» DATASET RECORDS:
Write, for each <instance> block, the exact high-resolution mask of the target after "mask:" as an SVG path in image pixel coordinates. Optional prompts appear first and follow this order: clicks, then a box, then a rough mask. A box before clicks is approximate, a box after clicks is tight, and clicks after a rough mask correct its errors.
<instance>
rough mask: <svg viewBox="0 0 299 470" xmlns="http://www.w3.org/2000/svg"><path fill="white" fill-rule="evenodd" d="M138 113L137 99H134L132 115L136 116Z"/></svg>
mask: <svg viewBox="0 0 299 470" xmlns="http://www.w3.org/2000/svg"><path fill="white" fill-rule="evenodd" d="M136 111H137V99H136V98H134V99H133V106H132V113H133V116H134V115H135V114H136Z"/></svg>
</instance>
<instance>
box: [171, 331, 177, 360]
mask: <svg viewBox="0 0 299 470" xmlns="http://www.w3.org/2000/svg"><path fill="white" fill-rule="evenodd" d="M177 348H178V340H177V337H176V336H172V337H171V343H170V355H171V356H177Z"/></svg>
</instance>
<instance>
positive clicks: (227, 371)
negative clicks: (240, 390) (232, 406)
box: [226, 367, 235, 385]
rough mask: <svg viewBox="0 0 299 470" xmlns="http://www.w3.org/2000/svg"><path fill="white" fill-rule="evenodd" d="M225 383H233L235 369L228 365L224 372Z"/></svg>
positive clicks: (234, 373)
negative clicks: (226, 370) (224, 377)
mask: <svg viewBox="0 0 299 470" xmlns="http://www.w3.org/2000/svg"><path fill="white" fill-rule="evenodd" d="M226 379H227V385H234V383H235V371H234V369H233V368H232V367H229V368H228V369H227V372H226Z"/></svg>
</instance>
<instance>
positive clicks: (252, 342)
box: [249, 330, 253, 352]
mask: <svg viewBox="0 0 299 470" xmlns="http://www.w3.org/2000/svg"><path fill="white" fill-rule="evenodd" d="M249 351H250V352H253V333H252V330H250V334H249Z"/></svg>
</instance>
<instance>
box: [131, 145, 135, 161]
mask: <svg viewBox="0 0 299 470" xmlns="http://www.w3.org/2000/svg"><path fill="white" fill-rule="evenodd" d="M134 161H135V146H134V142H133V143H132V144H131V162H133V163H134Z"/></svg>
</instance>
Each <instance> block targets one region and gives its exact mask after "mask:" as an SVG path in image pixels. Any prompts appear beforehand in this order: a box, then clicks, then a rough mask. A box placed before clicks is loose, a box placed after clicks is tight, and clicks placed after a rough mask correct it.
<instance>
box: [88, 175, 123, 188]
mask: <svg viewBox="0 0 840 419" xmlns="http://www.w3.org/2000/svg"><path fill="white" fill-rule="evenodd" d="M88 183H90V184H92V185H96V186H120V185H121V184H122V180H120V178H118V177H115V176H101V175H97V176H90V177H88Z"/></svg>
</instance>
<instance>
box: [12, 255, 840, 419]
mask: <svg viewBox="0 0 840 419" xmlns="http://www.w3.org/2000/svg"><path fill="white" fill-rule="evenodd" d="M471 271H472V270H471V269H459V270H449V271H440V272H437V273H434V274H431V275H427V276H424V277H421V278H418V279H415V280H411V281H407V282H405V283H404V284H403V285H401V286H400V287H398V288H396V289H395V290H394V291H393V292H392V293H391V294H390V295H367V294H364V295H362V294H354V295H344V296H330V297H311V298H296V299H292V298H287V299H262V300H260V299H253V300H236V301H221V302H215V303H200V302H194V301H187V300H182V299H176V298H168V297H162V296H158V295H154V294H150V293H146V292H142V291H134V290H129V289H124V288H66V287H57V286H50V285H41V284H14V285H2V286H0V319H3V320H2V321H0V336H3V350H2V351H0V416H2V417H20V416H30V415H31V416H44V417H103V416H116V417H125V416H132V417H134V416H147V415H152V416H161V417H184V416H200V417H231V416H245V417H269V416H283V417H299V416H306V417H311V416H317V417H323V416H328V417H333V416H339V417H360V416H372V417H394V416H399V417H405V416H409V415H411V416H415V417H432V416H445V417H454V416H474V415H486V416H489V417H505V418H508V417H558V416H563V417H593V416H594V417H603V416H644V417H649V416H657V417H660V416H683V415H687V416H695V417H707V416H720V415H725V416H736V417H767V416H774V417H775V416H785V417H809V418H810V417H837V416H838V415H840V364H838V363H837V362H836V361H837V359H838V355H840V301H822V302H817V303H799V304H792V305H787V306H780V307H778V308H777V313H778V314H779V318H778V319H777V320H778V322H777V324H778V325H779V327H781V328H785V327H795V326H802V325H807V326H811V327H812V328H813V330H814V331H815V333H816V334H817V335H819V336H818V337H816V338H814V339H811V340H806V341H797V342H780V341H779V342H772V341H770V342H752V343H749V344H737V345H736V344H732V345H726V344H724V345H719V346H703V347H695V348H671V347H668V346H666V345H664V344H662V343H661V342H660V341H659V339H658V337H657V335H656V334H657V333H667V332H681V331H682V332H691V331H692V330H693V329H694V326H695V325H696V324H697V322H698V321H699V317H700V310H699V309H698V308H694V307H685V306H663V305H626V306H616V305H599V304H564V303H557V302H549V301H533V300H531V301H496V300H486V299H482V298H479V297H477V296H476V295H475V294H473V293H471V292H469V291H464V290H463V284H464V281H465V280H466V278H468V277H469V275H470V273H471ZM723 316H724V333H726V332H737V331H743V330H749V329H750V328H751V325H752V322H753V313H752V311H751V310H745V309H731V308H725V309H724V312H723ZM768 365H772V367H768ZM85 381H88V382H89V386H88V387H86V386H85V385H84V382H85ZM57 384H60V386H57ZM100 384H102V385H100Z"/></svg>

» WHAT IS EXPECTED: If a line in the records contains the word "appear", copy it out.

» EXERCISE OUTPUT:
Write, for each <instance> block, the exact high-resolution mask of the target after "mask:" as an SVG path in image pixel coordinates. Optional prompts appear first and follow this order: clicks, then a box, then a rough mask. A box before clicks is approximate, a box after clicks is tight, and clicks after a rough mask correct its errors.
Each <instance> block targets one region and gives its exact mask after "mask:" as an SVG path in image pixels. Any prompts appear beforehand in this order: a box, then clicks, then a rough mask. A box placed before clicks is loose, a box placed after clicks is tight, and clicks placed after a rough mask correct it.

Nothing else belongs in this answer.